Boundary-labeling entries
━━━
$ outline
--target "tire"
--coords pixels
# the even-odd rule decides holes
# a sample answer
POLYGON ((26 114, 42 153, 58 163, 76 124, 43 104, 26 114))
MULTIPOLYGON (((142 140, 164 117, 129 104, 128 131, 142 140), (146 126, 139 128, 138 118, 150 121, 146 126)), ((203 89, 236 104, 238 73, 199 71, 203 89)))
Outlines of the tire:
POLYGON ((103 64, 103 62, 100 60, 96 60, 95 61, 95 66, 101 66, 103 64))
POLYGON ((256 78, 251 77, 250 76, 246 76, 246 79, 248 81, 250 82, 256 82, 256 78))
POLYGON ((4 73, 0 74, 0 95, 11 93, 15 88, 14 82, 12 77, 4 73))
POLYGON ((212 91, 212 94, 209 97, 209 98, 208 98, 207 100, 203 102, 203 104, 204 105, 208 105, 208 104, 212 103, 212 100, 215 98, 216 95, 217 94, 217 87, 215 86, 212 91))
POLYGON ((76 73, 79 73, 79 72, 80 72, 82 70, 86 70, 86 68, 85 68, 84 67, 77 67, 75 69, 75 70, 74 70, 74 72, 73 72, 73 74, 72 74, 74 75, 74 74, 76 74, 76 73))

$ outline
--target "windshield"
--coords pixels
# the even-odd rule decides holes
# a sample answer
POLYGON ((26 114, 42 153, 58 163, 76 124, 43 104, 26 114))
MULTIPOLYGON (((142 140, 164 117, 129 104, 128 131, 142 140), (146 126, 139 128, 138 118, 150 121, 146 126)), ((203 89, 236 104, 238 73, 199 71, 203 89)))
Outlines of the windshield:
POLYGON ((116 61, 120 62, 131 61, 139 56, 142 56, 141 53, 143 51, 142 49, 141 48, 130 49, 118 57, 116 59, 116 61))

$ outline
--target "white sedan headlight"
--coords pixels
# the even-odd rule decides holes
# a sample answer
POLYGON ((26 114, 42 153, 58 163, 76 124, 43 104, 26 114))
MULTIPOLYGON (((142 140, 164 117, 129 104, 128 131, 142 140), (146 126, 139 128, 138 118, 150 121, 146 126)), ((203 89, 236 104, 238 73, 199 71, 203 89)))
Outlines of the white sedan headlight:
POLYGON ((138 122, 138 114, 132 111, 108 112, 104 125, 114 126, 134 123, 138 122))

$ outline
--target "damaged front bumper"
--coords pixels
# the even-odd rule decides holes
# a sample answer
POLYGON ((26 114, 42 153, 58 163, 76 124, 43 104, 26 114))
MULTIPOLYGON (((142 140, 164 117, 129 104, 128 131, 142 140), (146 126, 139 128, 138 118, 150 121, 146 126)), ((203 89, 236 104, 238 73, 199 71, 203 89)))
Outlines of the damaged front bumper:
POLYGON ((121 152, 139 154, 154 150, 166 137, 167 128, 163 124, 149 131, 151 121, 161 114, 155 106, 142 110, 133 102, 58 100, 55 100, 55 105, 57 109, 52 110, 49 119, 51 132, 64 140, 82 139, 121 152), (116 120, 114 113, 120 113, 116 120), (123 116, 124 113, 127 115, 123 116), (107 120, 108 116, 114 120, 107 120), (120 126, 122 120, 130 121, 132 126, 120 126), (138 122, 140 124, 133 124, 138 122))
━━━
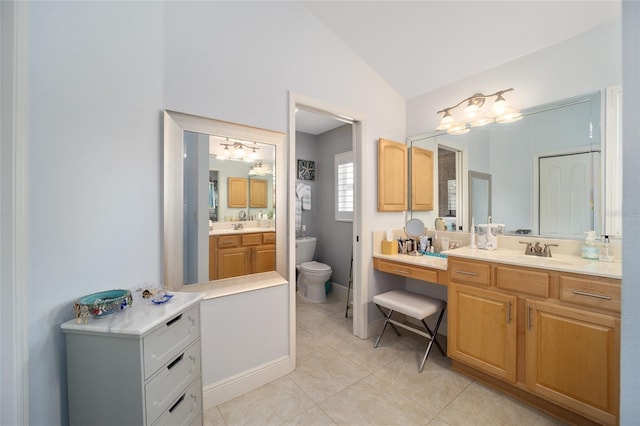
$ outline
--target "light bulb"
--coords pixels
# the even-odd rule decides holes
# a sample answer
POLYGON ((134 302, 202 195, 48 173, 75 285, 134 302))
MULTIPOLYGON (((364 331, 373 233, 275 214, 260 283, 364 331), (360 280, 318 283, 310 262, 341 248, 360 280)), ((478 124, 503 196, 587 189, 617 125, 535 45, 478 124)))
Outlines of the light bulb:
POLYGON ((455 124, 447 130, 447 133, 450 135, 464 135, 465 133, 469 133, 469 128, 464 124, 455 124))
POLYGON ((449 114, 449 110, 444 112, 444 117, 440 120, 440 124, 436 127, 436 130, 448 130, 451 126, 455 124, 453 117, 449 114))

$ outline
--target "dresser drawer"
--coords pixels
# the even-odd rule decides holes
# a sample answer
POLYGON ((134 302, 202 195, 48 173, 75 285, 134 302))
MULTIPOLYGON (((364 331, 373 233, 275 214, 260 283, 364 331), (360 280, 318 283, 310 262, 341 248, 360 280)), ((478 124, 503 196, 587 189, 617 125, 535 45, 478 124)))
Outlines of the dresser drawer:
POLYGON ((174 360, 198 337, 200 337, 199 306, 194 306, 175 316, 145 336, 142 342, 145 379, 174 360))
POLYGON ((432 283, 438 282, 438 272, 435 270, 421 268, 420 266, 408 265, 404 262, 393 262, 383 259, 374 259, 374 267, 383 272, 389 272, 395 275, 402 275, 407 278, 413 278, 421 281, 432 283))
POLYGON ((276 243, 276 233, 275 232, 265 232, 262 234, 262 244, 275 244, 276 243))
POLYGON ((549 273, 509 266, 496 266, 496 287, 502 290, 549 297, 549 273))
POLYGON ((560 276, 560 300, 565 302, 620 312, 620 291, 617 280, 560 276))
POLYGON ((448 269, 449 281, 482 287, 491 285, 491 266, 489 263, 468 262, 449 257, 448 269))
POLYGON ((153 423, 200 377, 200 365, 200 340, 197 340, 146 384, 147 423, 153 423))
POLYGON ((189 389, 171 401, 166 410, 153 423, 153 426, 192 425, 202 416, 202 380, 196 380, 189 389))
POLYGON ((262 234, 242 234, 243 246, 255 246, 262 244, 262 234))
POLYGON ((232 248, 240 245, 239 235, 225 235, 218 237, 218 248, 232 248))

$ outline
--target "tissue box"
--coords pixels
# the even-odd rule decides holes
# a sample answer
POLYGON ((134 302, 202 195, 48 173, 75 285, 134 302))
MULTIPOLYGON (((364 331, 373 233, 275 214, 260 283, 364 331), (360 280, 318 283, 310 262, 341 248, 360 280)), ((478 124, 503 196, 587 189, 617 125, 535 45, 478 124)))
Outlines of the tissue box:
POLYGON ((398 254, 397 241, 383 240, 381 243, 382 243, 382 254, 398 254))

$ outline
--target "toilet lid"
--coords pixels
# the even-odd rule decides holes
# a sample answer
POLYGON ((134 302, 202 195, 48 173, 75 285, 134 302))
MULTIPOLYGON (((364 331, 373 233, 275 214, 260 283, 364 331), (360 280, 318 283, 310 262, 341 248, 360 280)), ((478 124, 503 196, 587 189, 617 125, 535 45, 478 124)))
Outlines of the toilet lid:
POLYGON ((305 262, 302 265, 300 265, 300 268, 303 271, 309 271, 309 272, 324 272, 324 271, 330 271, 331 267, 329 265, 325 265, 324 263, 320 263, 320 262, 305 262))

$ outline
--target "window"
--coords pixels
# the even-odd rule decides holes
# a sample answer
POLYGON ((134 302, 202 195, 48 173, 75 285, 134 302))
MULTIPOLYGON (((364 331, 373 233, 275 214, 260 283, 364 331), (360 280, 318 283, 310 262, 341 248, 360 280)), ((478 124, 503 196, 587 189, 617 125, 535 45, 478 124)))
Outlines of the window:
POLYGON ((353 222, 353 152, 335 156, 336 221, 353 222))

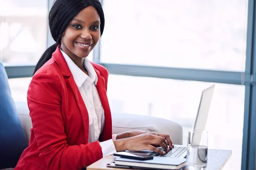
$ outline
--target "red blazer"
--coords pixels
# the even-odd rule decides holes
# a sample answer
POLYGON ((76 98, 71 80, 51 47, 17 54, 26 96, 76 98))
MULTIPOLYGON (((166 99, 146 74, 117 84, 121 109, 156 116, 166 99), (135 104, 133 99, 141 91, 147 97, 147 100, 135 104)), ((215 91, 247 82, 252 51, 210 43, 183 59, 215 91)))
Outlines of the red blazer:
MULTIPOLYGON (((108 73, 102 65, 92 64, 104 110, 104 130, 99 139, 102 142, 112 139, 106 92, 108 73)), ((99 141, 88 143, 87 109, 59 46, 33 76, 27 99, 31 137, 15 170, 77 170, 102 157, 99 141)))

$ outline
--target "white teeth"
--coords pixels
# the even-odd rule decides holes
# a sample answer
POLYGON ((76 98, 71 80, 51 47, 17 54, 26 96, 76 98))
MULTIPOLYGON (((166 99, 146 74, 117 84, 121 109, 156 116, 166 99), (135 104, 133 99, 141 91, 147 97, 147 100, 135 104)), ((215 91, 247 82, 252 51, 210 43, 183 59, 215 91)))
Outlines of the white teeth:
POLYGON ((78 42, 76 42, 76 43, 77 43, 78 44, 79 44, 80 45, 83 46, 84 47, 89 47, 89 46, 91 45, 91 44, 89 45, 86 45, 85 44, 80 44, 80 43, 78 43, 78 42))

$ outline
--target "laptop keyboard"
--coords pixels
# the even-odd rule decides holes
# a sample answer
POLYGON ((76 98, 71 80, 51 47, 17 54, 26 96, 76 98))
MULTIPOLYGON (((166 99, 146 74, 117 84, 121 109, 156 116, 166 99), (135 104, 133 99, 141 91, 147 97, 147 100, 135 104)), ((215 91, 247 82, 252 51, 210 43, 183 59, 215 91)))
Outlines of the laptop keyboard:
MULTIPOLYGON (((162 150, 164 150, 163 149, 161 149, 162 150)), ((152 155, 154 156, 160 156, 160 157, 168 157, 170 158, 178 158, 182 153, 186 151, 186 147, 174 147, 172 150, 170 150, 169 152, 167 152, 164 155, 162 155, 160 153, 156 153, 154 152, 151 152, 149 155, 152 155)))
━━━
## Set exercise:
Please report every line of the entries above that contains the string "keyboard", matching case exactly.

## Expected output:
--target "laptop keyboard"
Outlines of the laptop keyboard:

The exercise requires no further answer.